Pointing records:

· · · · · · ·

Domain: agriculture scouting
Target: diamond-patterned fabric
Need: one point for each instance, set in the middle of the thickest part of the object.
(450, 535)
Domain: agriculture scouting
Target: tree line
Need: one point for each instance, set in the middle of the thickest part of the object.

· · · · · · ·

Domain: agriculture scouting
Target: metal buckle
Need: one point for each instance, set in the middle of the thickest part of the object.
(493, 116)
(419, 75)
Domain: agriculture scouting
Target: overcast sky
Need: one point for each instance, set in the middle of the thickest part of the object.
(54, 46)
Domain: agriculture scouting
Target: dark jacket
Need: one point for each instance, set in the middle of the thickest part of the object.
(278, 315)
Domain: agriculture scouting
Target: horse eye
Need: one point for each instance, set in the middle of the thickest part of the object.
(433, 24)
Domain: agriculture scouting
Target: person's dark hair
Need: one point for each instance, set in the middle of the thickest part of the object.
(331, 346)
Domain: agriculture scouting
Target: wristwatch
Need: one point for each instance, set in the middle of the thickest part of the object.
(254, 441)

· · · · · · ·

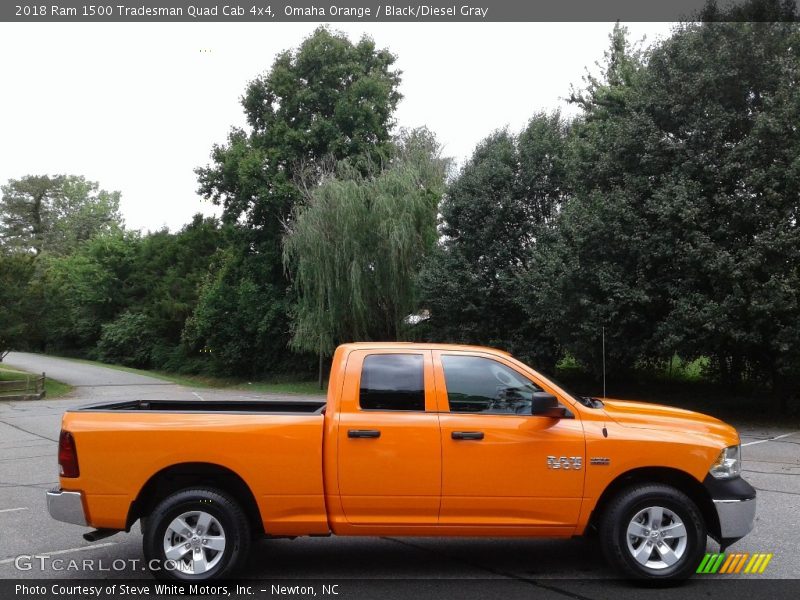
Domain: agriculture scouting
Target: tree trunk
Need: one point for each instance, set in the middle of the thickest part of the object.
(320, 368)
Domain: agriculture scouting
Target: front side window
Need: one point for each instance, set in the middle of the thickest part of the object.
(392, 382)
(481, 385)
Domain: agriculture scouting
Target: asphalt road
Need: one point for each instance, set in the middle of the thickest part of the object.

· · · · · · ·

## What needs to be done
Return each line of the data above that contains the word "dark".

## Task output
Target: dark jacket
Target: person's dark hair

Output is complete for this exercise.